= Objectif =
Recopiez toutes les lignes du matériel, demandes comprises, en commençant par la ligne qui contient « What region does the tire » et en allant jusqu'à la fin du matériel. Décalez de 101 chaque coordonnée des cadres donnés en réponse, sans modifier les nombres des demandes ni ceux de leurs modèles de format.

= Matériel à traiter =
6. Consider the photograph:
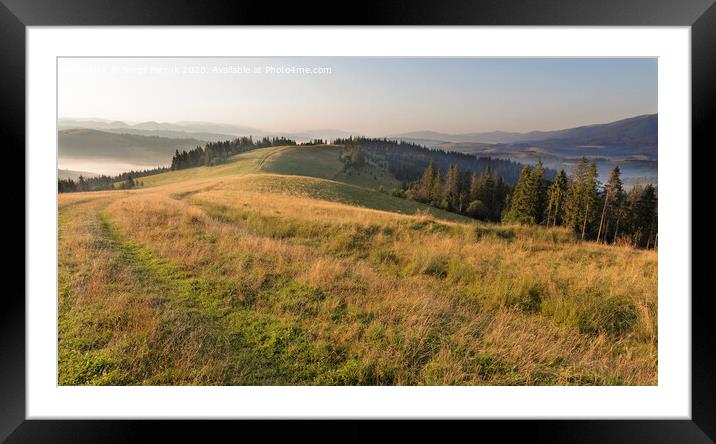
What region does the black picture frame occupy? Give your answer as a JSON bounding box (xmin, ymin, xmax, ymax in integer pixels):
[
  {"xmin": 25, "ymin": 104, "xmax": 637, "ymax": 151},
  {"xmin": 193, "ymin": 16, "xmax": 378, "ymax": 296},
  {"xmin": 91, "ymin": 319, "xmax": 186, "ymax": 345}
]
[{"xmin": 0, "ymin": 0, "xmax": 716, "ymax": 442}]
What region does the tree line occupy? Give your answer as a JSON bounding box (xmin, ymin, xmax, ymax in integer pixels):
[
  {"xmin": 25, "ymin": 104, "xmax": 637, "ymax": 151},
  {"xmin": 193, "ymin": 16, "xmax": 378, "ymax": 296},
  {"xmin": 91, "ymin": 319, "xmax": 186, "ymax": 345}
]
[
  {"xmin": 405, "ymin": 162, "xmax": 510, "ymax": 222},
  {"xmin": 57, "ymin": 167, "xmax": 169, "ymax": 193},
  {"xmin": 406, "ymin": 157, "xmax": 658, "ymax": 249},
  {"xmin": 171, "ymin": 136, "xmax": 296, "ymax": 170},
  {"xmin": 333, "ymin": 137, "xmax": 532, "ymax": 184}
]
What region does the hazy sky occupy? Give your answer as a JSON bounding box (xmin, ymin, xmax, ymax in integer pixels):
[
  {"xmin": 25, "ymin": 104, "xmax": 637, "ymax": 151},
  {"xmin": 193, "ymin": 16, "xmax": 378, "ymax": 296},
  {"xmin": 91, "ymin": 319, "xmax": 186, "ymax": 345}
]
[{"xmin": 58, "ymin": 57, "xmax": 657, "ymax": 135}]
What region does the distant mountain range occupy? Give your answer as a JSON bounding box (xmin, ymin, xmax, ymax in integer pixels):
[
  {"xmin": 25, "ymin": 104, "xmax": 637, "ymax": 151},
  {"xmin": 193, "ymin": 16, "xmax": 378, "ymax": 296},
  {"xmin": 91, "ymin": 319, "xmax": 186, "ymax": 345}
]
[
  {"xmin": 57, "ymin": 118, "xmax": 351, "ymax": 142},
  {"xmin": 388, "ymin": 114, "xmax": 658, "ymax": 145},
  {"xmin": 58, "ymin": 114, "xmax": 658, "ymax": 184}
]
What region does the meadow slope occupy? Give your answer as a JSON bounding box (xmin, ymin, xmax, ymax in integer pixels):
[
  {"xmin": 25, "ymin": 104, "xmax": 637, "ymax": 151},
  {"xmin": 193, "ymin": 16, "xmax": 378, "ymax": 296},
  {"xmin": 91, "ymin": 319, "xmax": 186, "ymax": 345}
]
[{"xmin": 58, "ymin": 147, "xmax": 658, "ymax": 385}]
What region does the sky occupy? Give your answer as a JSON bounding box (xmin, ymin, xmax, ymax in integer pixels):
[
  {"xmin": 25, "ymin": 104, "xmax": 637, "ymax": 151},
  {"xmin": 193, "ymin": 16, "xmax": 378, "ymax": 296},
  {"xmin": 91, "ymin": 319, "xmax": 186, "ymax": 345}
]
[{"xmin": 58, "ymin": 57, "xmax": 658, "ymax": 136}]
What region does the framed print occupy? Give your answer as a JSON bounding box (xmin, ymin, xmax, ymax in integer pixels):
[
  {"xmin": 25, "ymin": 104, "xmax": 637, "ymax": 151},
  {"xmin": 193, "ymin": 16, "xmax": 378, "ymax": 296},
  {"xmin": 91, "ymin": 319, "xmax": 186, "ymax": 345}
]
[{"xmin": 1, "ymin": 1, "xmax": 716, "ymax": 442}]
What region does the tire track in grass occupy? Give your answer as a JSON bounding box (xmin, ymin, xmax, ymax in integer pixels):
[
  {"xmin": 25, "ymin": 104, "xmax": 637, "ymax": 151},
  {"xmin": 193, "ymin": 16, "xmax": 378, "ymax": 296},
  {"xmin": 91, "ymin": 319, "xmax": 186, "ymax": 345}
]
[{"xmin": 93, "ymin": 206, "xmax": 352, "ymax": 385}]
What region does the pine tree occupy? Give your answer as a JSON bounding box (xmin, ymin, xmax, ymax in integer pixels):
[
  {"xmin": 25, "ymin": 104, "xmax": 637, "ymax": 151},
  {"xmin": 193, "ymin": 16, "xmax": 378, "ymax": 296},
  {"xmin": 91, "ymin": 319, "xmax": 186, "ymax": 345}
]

= Corrigé détaillé =
What region does the tire track in grass occupy? Give your answer as a JSON bounding box (xmin, ymin, xmax, ymax in integer pixels):
[
  {"xmin": 25, "ymin": 104, "xmax": 637, "ymax": 151},
  {"xmin": 193, "ymin": 16, "xmax": 378, "ymax": 296},
  {"xmin": 91, "ymin": 319, "xmax": 186, "ymax": 345}
]
[{"xmin": 194, "ymin": 307, "xmax": 453, "ymax": 486}]
What region does the pine tree occupy? Give your answer as a JSON bounding box (xmin, ymin, xmax, ymax in integer pixels):
[
  {"xmin": 25, "ymin": 104, "xmax": 637, "ymax": 151},
  {"xmin": 193, "ymin": 16, "xmax": 378, "ymax": 296},
  {"xmin": 91, "ymin": 319, "xmax": 186, "ymax": 345}
]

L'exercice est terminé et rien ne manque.